[[ Given text, beginning ]]

Spotlight: Iran's decision to increase uranium enrichment capacity may push Europe to U.S. side
By Hassan Rouhvand
Amidst controversies over the 2015 international nuclear deal, Iran's recent decision to prepare grounds for boosting enriched uranium capacity is likely to propel European vessel to the U.S. shore.
On May 8, U.S. President Donald Trump decided to withdraw from the Iran nuclear deal, also known as the Joint Comprehensive Plan of Action (JCPOA), claiming it did not address Iran's ballistic missile program, its nuclear activities beyond 2025, or its alleged role in regional conflicts.
Trump has called for the European hand in his defiance to the international deal, to pressure Iran for renegotiation of the deal seeking to address what he has called their "common concerns."
Currently, Iran is negotiating with the European countries on preserving the JCPOA, after the U.S. withdrawal, aiming to salvage it interests.
Despite the U.S. pressures, Britain, France, Germany plus the European Union, have, so far, reiterated their commitment to the Iran deal signed by six major global players with Tehran in July 2015.
However, Iran's supreme leader Ayatollah Ali Khamenei on Monday said that it seems "some European governments expect the Iranian nation to both put up with sanctions and give up its nuclear activities."
The Iranian leader said Iran would not tolerate sanctions nor undergo "nuclear austerity."

[[ Given text, end ]]

## [Things to do]
1. Summarize the article on Iran's uranium enrichment decision in two sentences.
2. Please carry the article on Iran's uranium enrichment decision forward from its final sentence.

[[ Record extracts, beginning ]]

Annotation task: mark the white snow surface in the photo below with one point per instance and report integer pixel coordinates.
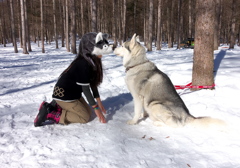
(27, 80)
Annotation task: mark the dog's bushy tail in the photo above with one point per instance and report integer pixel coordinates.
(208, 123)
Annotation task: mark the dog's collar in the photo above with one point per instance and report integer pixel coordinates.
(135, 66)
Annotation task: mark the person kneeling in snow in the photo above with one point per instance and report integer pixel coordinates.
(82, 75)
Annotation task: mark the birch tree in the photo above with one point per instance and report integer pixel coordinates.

[[ Record extracts, end ]]

## [Results]
1. After U.S. President Donald Trump withdrew from the 2015 Iran nuclear deal on May 8 and called on Europe to help pressure Iran into renegotiating it, Britain, France, Germany and the European Union have so far reiterated their commitment to the deal while Iran negotiates with them to preserve it. Iran's recent decision to prepare for boosting its enriched uranium capacity may push Europe toward the U.S., and Ayatollah Ali Khamenei said Iran would neither tolerate sanctions nor undergo "nuclear austerity."

2.
He ordered the head of Atomic Energy Organization of Iran (AEOI) to immediately prepare the ground for the uranium enrichment "up to a level of 190,000 SWU (separative work units) for the time being within the framework of the nuclear deal."
SWU is the standard measure of the effort required to separate isotopes of uranium during an enrichment process. 1 SWU is equivalent to 1 kilogram of separative work.
Based on the nuclear deal, Iran can enrich uranium up to the level of 3.5 percent, which represents low-enriched uranium.
Following Khameni's decree, Ali Akbar Salehi, head of the AEOI, said Tuesday that the preparation work began at Iran's Natanz enrichment facility, observing the country's commitments to 2015 nuclear deal.
"Yesterday, we took the first step and submitted a letter to the International Atomic Energy Agency (IAEA) on the start of certain activities. We started to take necessary practical measures today," Salehi told reporters on Tuesday.
Also, the spokesperson for the AEOI Behrouz Kamalvandi said Tuesday that the organization will inform the IAEA of the start of the process to increase the capacity to produce uranium hexafluoride (UF6), a chemical compound which serves as feedstock for centrifuges.
Kamalvandi said that under the 2015 nuclear deal, Iran was supposed to achieve an enrichment capacity of at least 190,000 SWU by the end of the 15th year since the nuclear deal took effect in January 2016.
In a reaction, French President Emmanuel Macron on Tuesday warned of the risk of rising tensions due to the Iranian nuclear stand-off, urging "everyone to stabilize the situation and not give into this escalation which would lead to only one thing: conflict."
Meanwhile, French Foreign Minister Jean Yves Le Drian warned Iran on Wednesday that its plan to increase uranium enrichment capacity might have dangerous consequences.
"This initiative (of Iran) is unwelcome. It shows a sort of irritation. It is always dangerous to flirt with red lines," Le Drian said.
"If they go to a higher level then, yes, the agreement would be violated, but they need to realize that if they do then they will expose themselves to new sanctions and the Europeans will not remain passive," he warned.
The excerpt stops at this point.